(Records for the task)
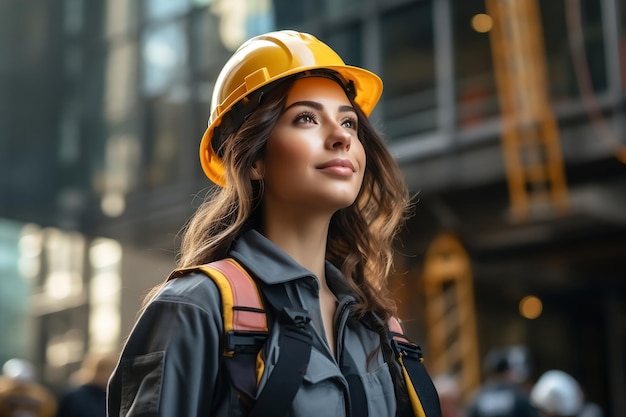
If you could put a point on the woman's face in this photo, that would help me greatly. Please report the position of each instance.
(313, 159)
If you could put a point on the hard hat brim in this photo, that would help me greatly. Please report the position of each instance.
(368, 88)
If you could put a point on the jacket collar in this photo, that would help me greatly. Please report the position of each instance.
(273, 266)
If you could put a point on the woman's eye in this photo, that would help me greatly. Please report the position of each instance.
(350, 124)
(305, 118)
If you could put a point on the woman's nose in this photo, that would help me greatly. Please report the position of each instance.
(339, 137)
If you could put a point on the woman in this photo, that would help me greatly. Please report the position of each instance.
(309, 201)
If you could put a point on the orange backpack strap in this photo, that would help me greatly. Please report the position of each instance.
(246, 330)
(244, 318)
(420, 388)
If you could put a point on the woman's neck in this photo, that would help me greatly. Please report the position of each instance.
(304, 241)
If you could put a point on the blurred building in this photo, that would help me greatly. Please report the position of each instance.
(506, 117)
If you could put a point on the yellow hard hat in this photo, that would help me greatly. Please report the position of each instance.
(265, 59)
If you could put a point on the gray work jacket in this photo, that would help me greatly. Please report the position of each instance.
(172, 364)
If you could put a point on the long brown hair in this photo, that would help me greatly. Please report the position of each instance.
(361, 236)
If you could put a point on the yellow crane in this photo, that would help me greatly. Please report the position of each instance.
(450, 316)
(530, 135)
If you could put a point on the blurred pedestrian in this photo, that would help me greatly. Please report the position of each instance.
(21, 395)
(558, 394)
(87, 397)
(450, 395)
(502, 395)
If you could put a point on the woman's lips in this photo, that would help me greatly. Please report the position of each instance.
(338, 166)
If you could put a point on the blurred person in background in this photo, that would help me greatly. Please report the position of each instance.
(87, 398)
(450, 395)
(558, 394)
(503, 393)
(21, 395)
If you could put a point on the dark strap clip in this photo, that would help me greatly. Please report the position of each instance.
(409, 350)
(298, 317)
(245, 342)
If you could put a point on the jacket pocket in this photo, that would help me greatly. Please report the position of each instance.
(142, 377)
(381, 400)
(322, 392)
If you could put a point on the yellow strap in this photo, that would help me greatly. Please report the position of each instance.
(416, 404)
(237, 289)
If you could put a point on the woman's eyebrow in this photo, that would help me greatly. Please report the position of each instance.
(318, 106)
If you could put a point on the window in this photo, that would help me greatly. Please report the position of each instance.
(476, 93)
(407, 60)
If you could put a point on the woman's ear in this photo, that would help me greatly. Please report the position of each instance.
(257, 171)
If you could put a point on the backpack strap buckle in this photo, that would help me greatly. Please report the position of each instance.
(298, 317)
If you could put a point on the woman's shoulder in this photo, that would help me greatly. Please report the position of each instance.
(192, 287)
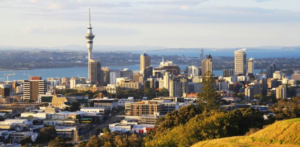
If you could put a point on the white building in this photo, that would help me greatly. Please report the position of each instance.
(100, 110)
(277, 75)
(114, 74)
(111, 88)
(193, 71)
(281, 92)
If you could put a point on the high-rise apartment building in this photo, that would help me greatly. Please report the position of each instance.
(106, 76)
(127, 73)
(251, 66)
(114, 74)
(33, 88)
(74, 82)
(277, 75)
(240, 62)
(167, 78)
(175, 88)
(148, 72)
(92, 71)
(207, 65)
(201, 55)
(281, 92)
(145, 61)
(94, 66)
(193, 71)
(227, 72)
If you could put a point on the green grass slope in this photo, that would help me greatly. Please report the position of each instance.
(284, 133)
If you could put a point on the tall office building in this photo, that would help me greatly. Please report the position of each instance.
(89, 37)
(33, 88)
(227, 72)
(175, 88)
(99, 73)
(127, 73)
(201, 55)
(145, 61)
(207, 65)
(167, 78)
(94, 66)
(240, 62)
(251, 66)
(271, 69)
(193, 71)
(94, 72)
(74, 82)
(277, 75)
(106, 76)
(281, 92)
(114, 74)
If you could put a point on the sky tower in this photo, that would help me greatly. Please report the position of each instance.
(92, 65)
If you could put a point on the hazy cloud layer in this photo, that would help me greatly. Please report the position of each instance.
(170, 23)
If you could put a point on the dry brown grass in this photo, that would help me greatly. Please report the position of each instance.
(280, 134)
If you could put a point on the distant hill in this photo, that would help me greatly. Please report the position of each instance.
(284, 133)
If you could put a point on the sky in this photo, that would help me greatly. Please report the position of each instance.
(164, 23)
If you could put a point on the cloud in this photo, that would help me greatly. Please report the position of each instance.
(174, 2)
(69, 30)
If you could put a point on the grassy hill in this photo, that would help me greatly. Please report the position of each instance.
(280, 134)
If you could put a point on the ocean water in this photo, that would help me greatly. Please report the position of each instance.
(82, 71)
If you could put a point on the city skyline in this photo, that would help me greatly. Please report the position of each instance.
(180, 23)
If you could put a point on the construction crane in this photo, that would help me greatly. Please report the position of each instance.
(7, 76)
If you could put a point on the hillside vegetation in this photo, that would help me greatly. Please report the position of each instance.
(280, 134)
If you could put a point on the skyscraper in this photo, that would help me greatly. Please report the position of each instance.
(207, 65)
(240, 62)
(193, 71)
(33, 88)
(93, 65)
(271, 69)
(89, 36)
(251, 65)
(145, 61)
(201, 55)
(106, 76)
(227, 72)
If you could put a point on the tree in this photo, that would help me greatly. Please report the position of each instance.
(120, 141)
(46, 134)
(208, 125)
(82, 144)
(286, 109)
(135, 141)
(208, 98)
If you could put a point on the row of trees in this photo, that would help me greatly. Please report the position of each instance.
(109, 139)
(207, 125)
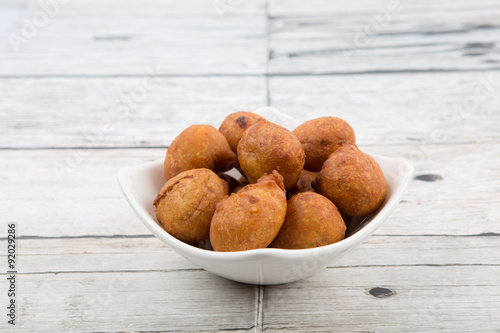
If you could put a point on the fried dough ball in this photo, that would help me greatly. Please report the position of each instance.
(320, 137)
(251, 218)
(352, 180)
(311, 221)
(230, 180)
(303, 184)
(199, 146)
(235, 124)
(265, 147)
(186, 203)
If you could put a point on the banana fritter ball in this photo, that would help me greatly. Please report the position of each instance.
(311, 221)
(235, 124)
(265, 147)
(186, 203)
(303, 184)
(352, 180)
(320, 137)
(251, 218)
(199, 146)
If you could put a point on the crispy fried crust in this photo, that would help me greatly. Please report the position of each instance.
(199, 146)
(321, 137)
(186, 203)
(303, 184)
(352, 180)
(251, 218)
(235, 124)
(311, 221)
(265, 147)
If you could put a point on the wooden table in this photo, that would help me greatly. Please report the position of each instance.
(88, 87)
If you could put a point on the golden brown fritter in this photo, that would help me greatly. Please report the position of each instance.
(230, 180)
(352, 180)
(303, 184)
(199, 146)
(186, 203)
(265, 147)
(311, 221)
(320, 137)
(251, 218)
(235, 124)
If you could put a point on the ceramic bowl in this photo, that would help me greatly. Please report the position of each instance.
(140, 185)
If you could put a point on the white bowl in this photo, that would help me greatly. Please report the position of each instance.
(140, 185)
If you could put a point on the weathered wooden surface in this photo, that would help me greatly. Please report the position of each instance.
(107, 84)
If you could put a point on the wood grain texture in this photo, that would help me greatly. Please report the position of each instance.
(89, 38)
(383, 36)
(418, 108)
(148, 254)
(427, 299)
(117, 112)
(136, 284)
(384, 109)
(59, 199)
(187, 301)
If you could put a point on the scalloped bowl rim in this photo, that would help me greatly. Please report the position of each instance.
(258, 254)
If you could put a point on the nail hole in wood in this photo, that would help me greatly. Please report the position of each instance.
(380, 292)
(429, 178)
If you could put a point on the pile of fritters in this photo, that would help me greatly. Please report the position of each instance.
(297, 189)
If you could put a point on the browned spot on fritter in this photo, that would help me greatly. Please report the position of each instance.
(242, 122)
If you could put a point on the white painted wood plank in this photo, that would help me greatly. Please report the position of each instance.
(323, 37)
(94, 38)
(465, 201)
(427, 299)
(73, 255)
(61, 193)
(187, 301)
(86, 200)
(297, 8)
(399, 108)
(117, 112)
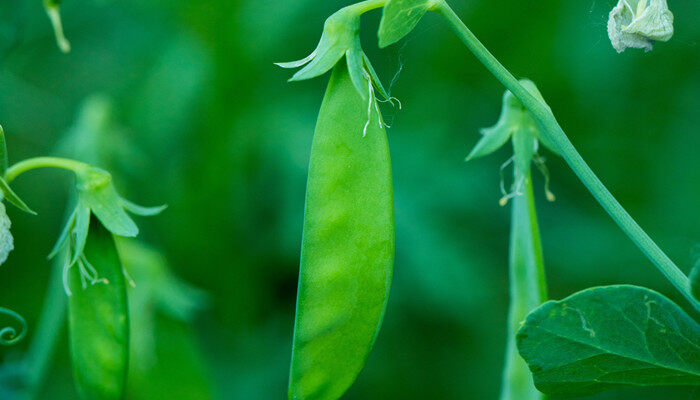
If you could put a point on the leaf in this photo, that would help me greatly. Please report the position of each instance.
(80, 230)
(3, 152)
(399, 19)
(356, 67)
(609, 337)
(141, 210)
(695, 280)
(493, 138)
(99, 321)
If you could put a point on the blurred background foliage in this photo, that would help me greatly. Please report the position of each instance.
(208, 125)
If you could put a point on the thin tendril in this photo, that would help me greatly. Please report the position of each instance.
(501, 183)
(9, 335)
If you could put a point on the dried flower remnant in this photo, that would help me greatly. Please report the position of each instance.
(638, 23)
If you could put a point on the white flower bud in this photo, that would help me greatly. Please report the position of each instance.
(6, 240)
(638, 23)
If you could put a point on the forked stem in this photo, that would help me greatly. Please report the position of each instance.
(528, 288)
(555, 134)
(43, 162)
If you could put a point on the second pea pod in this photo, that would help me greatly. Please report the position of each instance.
(347, 252)
(98, 321)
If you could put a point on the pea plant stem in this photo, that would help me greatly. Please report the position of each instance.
(42, 162)
(528, 288)
(369, 5)
(41, 350)
(554, 132)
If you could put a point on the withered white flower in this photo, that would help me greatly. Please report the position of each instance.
(6, 240)
(638, 23)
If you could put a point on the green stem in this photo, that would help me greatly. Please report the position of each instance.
(528, 288)
(369, 5)
(43, 162)
(555, 134)
(9, 335)
(50, 325)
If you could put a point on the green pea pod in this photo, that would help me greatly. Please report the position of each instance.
(347, 252)
(98, 321)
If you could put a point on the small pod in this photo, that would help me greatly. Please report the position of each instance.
(98, 321)
(347, 252)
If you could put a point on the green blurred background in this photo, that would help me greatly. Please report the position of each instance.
(215, 131)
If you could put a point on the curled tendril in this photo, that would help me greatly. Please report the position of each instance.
(9, 335)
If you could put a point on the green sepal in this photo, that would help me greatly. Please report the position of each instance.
(340, 34)
(541, 137)
(96, 189)
(141, 210)
(80, 230)
(13, 198)
(399, 18)
(610, 337)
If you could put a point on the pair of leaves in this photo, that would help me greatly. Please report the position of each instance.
(7, 192)
(608, 337)
(341, 38)
(638, 23)
(515, 122)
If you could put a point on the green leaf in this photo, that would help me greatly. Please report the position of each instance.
(80, 230)
(609, 337)
(492, 139)
(12, 197)
(695, 280)
(399, 19)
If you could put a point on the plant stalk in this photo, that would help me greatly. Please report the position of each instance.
(528, 288)
(544, 117)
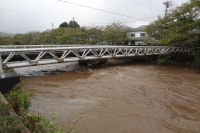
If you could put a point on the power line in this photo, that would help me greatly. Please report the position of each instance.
(98, 9)
(140, 19)
(167, 5)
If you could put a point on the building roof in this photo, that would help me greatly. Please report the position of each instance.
(137, 38)
(140, 28)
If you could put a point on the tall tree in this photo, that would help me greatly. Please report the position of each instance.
(64, 25)
(115, 34)
(74, 24)
(181, 27)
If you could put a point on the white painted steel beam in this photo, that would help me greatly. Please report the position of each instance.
(70, 53)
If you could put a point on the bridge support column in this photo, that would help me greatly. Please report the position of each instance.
(2, 75)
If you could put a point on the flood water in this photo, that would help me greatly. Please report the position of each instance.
(132, 98)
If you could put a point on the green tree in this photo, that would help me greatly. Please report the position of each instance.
(73, 24)
(24, 39)
(5, 40)
(181, 27)
(115, 34)
(64, 25)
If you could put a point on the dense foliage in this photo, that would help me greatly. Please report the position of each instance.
(181, 27)
(19, 100)
(72, 33)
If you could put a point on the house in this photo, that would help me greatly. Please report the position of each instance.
(136, 35)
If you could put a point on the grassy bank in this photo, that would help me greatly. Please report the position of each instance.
(19, 101)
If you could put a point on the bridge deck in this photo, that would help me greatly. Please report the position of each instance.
(47, 54)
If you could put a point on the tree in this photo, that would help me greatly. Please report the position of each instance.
(115, 34)
(74, 24)
(181, 27)
(64, 25)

(What is asked) Each line from the one containing "If you could put a point on the power" to the end of the records should be echoed exactly, and no other line.

(Result for this task)
If you could put a point on the power line in this photo, that would help me greatly. Please report the position of each instance.
(98, 9)
(140, 19)
(167, 5)
If you could put a point on the building roof in this photo, that would help me greatly. Please report the position of each instance.
(137, 38)
(140, 28)
If you could put a point on the tall tree in this photo, that would help me greatly. Please report the position of each instance.
(64, 25)
(115, 34)
(74, 24)
(181, 27)
If you could put a point on the white painted steel beam in this photo, that would help me greatly. Please report the position of each instance.
(70, 53)
If you could put a point on the bridge support column in this photo, that would help me greatly. Please report the position of each instance.
(2, 75)
If you could put a point on the flood water in this photo, that would help me greatly. Please report the position of each instance.
(132, 98)
If you could put a point on the green tree in this photo, that would help me greatly. Please report the position of each instance.
(73, 24)
(24, 39)
(5, 40)
(181, 27)
(115, 34)
(64, 25)
If you could put a point on the dense foliage in this photo, that would help me greatly. Please report the position of each instance.
(181, 27)
(19, 100)
(72, 33)
If you could put a point on the house in this photo, that would help me greatly. Please report the position of each instance.
(136, 35)
If you could put a point on the grassy bank in this photo, that would help me greatly. Please report the position of each instance.
(19, 101)
If you could put a point on the bridge deck in this photo, that would help me greatly. Please report the position of each instance.
(47, 54)
If you could put a point on the tree in this photo, that would help me greatly. Please report the position of each instance.
(115, 34)
(74, 24)
(181, 27)
(64, 25)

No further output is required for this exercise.